— Start SOURCE DOCUMENT —

Have a dedicated local drive (or LUN) for backups

This is one I see contested a lot. Some people say, "only backup to the network!", while others say, "only backup locally!" On a SAN there isn't really as much difference as there is with local disks, but the best approach, IMHO, is to have a mix: backup locally, then copy to a safer location on the network; when the copy succeeds and the backup has been verified from the new location, you can delete the local copy. Backing up directly over the network can only be slower than backing up locally. However to make this possible I strongly recommend a dedicated local drive (or LUN). In addition to the additional I/O SQL Server has to perform to take the backup in the first place, the last thing you want to be doing is to have that I/O activity competing with users' activity against the databases. Oh, and don't forget to back up off-site on a regular schedule also… this doesn't have anything to do with the I/O problems I'm trying to outline, just want to be clear that backing up to a different server in the same rack will solve all of your disaster recovery needs.

Stripe tempdb data files

The standard guideline is to create a separate tempdb file for each core (my memory had served me wrong, I thought for sure this was per physical and not logical CPU), and to make them all the same size. This will allow you to spread out the I/O to tempdb in the most efficient way. If you can afford the layout, each file should go on its own dedicated LUN. Of course this is prohibitively expensive in a RAID 10 scenario, since you will need a lot of drives to make up a separate LUN (more importantly, with separate underlying heads/spindles), and the minimum size will still likely be 73GB (I don't know if you can still buy 36GB drives for high-end storage, and you certainly couldn't do this with internal storage). So if you want 4 tempdb files on RAID 10, for example, you will need either 16 or 24 drives — and will likely end up with a lot of expensive, wasted space. In our case, due to a shortage of drives, we placed all four tempdb files (~8GB each) on a single dedicated LUN (73GB). I don't recall if this was a striped mirror or a mirrored stripe, but it was all we had available after creating multiple dedicated LUNs for different segments of our data files.

— End SOURCE DOCUMENT —

* PROBLEM DETAILS
Extend the SQL Server storage advice above, starting right after its final sentence.

— Start PROVIDED MATERIAL —

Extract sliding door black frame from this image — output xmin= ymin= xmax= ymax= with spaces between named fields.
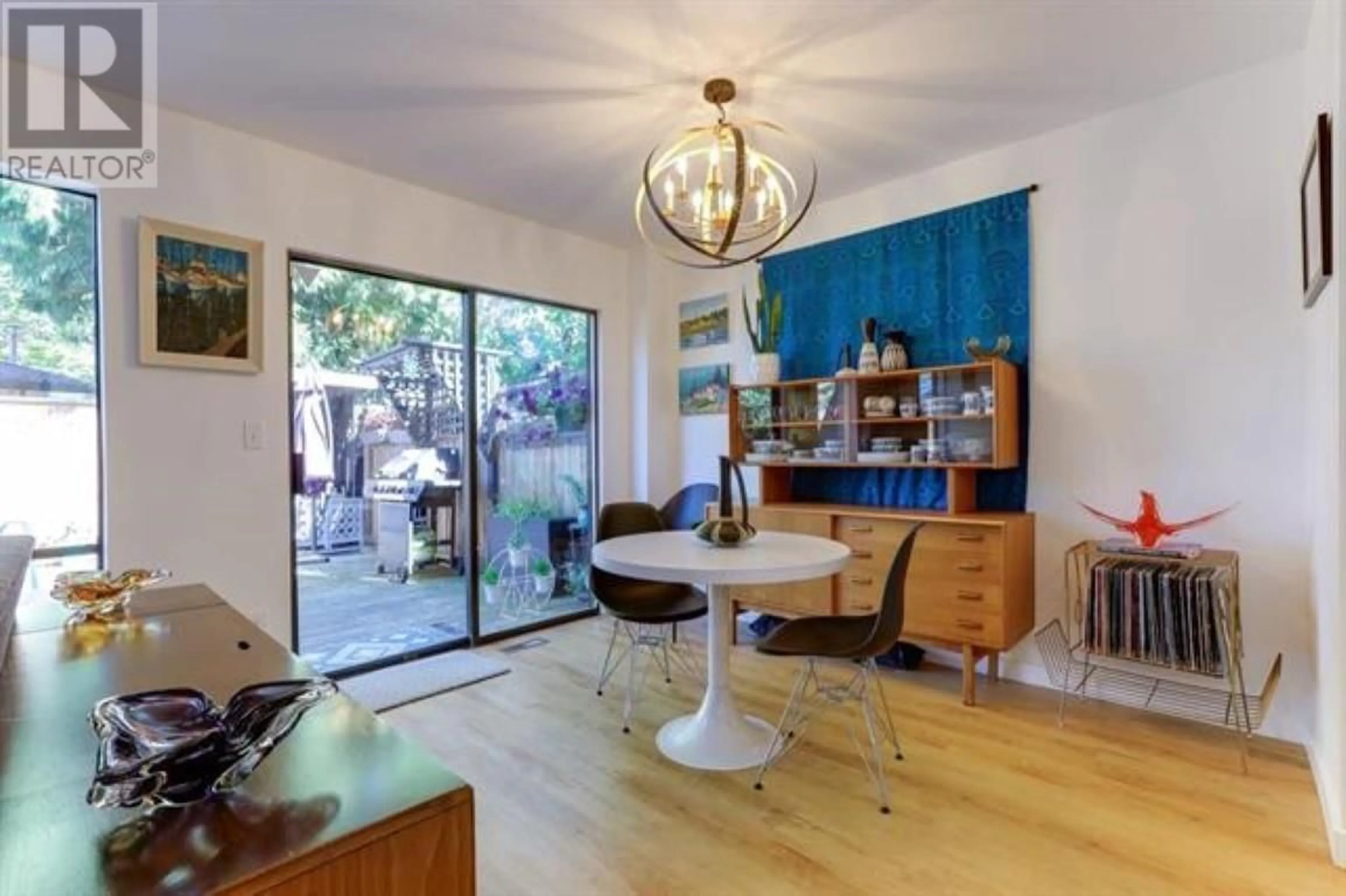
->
xmin=285 ymin=249 xmax=601 ymax=678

— End PROVIDED MATERIAL —

* ANSWER BELOW
For more information on optimizing tempdb performance, see this Books Online topic:

Optimizing tempdb Performance

Be aware of partition alignment

Partition alignment has received a lot of press lately. Boiled down, the problem is that on Windows Server 2003 and earlier, the default layout of disks leads to inefficient I/O due to an offset of the sectors on the disk. On Windows Server 2008 and above, partitions are created with the right alignment right out of the box.) By fixing this issue, you can expect to dramatically improve your SQL Server performance. But don't take it from me; take it from Jimmy May's excellent presentation or SQL Server Premier Field Engineers

How do you determine if your partitions are aligned? Well, first you can take a look at the offsets of your logical partitions. Fire up a PowerShell window and run this:

$p = @("Name", "StartingOffset")
get-wmiobject -query "SELECT * FROM Win32_DiskPartition" | Format-Table $p

For each partition in the result, divide each StartingOffset value / 65536.0. (Sorry, total PowerShell newbie here, otherwise I'd tell you how to do it all in one step.) If any of these numbers result in a remainder other than 0, that partition is probably suspect. (This is usually okay for the boot drive, but not for data or log files. And if you have data / log files on your boot drive, do what you can to move them.) Now, you will need to do some more work to figure out which drives those are (if you are comfortable with WMI, move on to Win32_LogicalDiskToPartition), and then more work still to fix the problem. In addition to the links above, these articles should be of great help:

Another quick way to spot alignment problems, if you are using SQL Sentry, is to look on the Performance Advisor's Disk Space or Disk Activity tabs. Partitions that are misaligned are clearly highlighted in red, as the following screenshot illustrates:

Wow, easy, right? As an added bonus, monitoring tools like this can tell you a lot more about I/O on your servers (and of course many other performance metrics).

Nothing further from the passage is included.